Monday, September 25, 2006



Embattled US Defence Secretary, Donald Rumsfeld, has been told by the head of the US Army, General Peter Schoomaker, that there is not enough money left to continue to fight the 'War On Iraq'.
(General Schoomaker) refused to submit a budget plan for 2008 to Mr Rumsfeld, arguing the military could not continue operations in Iraq and its other missions without additional funds, the Los Angeles Times reported yesterday. The seriousness of the protest was underlined by Gen Schoomaker's reputation as an ally of the Pentagon chief. The general came out of retirement at Mr Rumsfeld's request to take up the post.

"It's quite a debacle," said Loren Thompson, a military analyst at the Lexington Institute thinktank. "Virtually everyone in the army feels as though their needs have been shortchanged."

Gen Schoomaker's defiance gives a voice to growing concern within the military about the costs of America's wars, and the long-term strain of carrying out operations around the world.

For the past three years, the $400bn (£210bn) cost of the wars in Iraq and Afghanistan have been funded by emergency spending bills passed by Congress. But Gen Schoomaker and others say the Iraq war has also put a severe strain on regular budgets. That puts the generals at odds with Mr Rumsfeld's strategic vision of a more nimble, hi-tech military.

In addition, Congress and the White House have cut a number of army spending requests over the past months.

"There is no sense in us submitting a budget that we can't execute, a broken budget,"(Schoomaker) told a Washington audience.

So rotten has the relationship become between Rumsfeld and the various senior branches of the US Military, that criticisms of the Defence Secretary are no longer made 'inhouse'.

**Dataset content:**
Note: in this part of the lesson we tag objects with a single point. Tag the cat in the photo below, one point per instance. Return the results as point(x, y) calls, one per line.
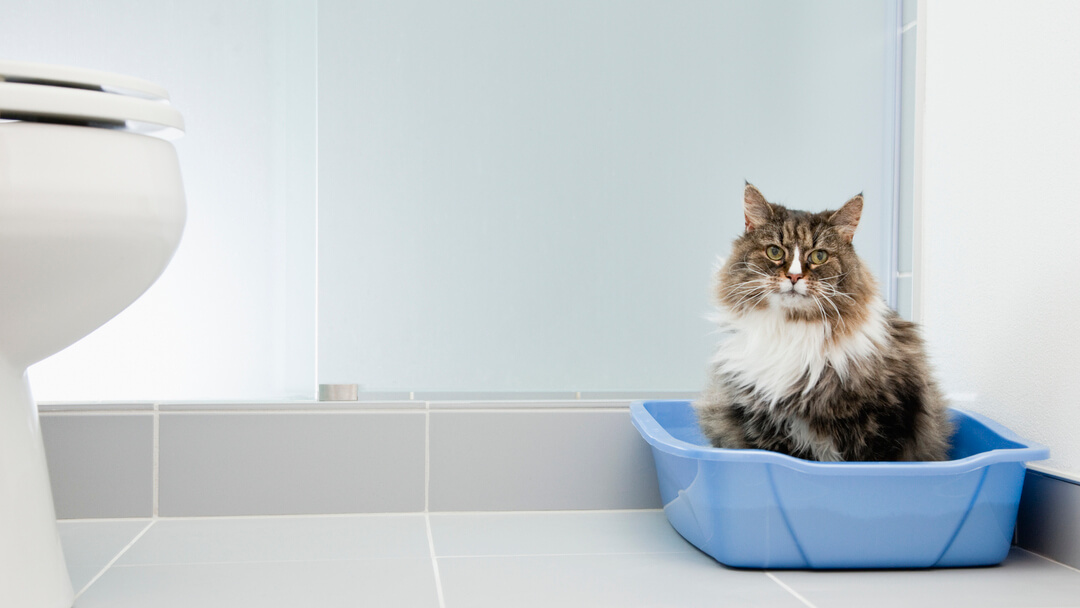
point(812, 362)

**Exercise aim:**
Can you quote everything from "So rotten has" down to "longer made 'inhouse'." in the news report on the Army budget dispute?

**Answer for this exercise:**
So rotten has the relationship become between Rumsfeld and the various senior branches of the US Military, that criticisms of the Defence Secretary are no longer made 'inhouse'.